**** Provided information ****

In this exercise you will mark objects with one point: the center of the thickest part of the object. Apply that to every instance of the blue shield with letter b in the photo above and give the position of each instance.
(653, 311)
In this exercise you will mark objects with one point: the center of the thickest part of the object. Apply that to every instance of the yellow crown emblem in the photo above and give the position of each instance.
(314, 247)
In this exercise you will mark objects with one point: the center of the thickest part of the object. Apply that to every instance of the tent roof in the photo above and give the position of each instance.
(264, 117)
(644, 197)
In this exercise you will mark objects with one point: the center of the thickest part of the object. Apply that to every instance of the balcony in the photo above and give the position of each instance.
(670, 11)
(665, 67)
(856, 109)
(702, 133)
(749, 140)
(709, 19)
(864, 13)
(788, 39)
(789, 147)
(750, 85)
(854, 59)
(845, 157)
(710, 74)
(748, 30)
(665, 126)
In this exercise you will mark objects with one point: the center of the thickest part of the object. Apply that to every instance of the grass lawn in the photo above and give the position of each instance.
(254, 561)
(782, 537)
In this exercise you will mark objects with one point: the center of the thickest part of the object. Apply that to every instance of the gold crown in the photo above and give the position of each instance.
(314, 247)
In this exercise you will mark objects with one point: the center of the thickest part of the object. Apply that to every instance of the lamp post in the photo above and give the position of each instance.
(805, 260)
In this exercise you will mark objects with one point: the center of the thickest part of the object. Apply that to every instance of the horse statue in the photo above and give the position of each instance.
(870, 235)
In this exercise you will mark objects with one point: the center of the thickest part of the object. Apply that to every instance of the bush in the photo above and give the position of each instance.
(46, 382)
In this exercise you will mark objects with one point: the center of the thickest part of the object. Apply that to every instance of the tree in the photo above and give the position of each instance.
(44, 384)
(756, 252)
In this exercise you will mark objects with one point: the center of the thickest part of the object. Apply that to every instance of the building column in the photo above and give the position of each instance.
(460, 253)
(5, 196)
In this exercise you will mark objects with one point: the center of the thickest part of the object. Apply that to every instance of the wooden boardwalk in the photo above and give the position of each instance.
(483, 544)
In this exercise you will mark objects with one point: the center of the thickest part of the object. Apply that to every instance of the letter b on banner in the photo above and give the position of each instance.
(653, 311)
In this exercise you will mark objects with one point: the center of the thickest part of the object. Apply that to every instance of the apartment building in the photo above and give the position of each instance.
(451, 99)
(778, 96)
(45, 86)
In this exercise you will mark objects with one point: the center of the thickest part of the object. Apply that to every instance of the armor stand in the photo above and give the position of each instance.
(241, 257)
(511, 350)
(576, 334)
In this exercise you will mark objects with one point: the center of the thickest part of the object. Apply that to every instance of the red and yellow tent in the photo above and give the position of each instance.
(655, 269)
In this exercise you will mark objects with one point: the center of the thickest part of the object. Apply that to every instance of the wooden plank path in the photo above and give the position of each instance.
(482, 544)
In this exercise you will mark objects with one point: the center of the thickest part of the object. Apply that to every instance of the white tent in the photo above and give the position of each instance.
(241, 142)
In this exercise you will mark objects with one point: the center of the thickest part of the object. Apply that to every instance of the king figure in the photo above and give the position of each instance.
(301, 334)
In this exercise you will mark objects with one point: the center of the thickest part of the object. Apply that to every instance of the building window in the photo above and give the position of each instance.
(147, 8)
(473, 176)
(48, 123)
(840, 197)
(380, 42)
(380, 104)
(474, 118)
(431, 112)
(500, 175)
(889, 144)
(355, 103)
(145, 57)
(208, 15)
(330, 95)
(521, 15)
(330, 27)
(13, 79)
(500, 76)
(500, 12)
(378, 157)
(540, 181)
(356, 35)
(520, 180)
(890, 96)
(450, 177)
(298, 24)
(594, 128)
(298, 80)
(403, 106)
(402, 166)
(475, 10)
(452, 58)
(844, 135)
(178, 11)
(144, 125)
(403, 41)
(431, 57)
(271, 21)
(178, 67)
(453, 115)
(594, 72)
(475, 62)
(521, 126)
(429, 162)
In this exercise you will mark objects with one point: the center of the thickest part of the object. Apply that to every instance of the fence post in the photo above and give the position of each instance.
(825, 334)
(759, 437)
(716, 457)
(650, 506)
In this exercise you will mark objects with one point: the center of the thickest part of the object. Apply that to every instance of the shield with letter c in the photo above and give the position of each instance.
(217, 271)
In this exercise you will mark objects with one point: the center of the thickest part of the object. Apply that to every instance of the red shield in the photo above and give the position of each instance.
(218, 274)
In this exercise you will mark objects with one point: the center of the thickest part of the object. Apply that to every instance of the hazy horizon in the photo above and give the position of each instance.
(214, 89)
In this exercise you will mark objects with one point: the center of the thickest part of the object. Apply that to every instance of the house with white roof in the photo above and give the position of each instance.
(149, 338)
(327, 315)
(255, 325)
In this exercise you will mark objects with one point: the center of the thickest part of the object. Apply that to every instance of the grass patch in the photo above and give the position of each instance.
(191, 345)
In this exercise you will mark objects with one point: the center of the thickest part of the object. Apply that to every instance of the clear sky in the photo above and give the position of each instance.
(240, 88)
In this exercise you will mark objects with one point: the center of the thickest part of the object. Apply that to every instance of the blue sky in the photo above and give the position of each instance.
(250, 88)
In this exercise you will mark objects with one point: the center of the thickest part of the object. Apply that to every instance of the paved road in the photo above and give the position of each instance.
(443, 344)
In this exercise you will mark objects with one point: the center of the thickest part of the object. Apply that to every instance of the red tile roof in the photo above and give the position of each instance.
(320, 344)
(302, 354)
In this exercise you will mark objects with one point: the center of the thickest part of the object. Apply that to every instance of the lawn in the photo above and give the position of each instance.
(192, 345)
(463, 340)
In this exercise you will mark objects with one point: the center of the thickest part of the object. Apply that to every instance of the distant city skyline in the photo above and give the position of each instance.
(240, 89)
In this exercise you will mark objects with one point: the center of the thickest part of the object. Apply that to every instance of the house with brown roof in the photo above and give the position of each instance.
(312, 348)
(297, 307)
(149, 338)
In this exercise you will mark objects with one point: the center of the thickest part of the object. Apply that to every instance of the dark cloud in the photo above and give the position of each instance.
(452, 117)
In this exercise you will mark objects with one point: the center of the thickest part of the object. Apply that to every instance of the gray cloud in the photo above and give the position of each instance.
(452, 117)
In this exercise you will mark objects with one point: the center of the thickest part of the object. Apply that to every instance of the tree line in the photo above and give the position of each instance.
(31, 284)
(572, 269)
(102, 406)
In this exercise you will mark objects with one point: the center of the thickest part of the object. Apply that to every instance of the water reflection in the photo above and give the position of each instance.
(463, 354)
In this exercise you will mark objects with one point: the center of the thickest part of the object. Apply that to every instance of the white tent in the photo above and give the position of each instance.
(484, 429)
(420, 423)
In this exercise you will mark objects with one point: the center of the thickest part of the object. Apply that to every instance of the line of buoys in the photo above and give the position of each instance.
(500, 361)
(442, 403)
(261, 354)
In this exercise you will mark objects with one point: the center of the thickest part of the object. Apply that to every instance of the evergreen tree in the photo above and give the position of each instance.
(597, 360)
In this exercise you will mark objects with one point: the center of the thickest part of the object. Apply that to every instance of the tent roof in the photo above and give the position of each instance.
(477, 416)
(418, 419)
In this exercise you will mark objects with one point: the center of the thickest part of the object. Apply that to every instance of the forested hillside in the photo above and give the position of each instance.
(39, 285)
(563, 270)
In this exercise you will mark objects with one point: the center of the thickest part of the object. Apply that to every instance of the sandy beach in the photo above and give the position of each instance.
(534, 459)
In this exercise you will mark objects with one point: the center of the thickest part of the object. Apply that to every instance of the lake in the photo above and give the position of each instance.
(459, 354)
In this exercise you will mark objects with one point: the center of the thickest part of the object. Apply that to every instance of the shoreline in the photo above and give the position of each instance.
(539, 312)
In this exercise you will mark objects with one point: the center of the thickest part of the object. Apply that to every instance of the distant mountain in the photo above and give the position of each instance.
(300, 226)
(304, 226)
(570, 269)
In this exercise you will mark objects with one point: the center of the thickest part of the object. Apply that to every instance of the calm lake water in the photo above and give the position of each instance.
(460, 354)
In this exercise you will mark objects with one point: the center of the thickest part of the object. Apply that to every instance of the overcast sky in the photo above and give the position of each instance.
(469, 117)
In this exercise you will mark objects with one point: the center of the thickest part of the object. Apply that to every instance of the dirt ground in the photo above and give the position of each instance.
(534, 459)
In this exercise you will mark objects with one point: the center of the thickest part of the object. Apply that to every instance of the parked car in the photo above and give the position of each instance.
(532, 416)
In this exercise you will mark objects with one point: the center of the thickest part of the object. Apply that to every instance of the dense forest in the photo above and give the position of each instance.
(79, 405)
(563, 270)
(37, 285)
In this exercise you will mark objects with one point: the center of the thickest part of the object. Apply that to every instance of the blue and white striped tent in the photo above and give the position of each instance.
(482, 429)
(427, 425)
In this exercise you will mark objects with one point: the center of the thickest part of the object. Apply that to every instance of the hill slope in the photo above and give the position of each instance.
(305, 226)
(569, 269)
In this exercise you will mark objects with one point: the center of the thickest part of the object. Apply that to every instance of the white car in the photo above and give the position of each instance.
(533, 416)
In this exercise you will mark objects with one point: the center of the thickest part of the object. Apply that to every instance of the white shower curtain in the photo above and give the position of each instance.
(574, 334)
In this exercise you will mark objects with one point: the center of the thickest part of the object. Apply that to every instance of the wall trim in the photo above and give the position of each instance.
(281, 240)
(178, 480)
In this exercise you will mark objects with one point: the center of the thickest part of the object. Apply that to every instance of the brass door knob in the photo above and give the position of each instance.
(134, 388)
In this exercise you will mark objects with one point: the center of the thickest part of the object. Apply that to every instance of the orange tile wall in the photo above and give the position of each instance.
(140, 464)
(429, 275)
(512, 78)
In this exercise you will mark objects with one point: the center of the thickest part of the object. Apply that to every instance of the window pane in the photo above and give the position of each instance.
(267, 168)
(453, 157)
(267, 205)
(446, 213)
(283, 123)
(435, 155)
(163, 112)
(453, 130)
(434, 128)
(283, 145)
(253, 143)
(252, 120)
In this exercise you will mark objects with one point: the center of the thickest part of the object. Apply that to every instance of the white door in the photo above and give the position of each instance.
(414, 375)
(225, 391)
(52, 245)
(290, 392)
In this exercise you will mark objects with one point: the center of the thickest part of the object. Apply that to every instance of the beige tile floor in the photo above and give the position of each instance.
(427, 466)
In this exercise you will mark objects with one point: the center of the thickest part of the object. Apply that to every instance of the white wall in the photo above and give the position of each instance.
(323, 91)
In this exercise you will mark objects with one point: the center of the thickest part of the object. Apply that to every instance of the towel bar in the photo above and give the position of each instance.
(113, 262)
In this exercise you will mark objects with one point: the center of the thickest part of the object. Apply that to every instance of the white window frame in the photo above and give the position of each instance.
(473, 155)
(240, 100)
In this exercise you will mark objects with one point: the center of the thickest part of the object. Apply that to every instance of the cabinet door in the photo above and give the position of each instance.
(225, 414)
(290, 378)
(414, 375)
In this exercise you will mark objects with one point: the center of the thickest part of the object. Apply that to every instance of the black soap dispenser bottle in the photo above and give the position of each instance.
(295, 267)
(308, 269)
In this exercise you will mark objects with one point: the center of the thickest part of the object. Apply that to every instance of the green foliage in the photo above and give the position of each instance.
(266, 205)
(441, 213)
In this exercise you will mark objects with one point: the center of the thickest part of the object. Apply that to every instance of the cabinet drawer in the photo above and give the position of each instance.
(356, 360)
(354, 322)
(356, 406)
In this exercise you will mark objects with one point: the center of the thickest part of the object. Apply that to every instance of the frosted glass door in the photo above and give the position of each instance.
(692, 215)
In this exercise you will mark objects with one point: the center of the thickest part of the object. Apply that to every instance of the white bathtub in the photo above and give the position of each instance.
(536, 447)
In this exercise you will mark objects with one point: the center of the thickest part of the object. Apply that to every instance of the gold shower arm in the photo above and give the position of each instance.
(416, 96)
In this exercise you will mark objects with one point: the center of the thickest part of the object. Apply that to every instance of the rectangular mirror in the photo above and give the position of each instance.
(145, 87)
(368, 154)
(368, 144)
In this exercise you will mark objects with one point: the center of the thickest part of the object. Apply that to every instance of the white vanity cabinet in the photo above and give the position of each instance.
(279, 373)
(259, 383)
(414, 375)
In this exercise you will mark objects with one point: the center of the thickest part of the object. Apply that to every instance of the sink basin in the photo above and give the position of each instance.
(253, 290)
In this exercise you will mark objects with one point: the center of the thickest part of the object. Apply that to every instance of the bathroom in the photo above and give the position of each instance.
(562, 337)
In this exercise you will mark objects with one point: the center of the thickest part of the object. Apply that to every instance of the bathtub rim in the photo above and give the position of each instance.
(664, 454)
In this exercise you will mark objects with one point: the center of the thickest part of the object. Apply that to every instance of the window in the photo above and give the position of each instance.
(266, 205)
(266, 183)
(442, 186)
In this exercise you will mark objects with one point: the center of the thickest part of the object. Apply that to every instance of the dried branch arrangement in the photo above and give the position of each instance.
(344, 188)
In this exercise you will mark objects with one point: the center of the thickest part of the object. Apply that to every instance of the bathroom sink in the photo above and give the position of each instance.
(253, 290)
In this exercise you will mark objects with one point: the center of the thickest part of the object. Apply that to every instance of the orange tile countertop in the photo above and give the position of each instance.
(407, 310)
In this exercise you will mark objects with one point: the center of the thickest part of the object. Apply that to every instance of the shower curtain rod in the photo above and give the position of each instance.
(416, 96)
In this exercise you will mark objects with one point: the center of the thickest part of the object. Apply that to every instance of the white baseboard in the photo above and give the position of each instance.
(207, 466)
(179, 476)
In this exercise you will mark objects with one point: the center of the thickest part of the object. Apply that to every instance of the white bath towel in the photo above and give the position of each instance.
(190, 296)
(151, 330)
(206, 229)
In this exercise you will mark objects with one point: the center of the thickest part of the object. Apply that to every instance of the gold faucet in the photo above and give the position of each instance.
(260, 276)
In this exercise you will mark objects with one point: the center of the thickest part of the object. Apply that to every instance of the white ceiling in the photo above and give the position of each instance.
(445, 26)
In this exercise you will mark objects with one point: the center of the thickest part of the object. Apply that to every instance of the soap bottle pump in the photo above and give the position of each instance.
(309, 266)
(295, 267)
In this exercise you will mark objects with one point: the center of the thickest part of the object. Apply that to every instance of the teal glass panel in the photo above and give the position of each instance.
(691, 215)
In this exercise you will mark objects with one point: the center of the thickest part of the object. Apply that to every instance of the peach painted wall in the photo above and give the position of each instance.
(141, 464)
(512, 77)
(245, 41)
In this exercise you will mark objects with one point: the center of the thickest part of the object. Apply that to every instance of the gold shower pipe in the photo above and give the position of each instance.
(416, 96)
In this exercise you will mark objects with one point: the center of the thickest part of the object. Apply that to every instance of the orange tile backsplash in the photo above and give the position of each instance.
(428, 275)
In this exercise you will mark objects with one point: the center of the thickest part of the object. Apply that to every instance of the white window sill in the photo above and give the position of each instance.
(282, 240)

****

When the line containing "gold shower pipe" is found in the records above, restate it and every later line word for word through the last one, and nothing more.

In this exercise you will mark objects with one point: the center of the thickest part of the object. Apply that to every instance of the gold shower pipe in the photo above and give the position of each instance.
(416, 96)
In this exercise you will mark objects with one point: the center of the thickest part of the object. Apply that to every instance of the orange tile backsplash in the photo above and give the position of each instance.
(428, 275)
In this exercise you will mark objects with one point: the center of the thickest part of the object. Apply that to every instance of the white window sill in the photo above and give the position of each instance.
(282, 240)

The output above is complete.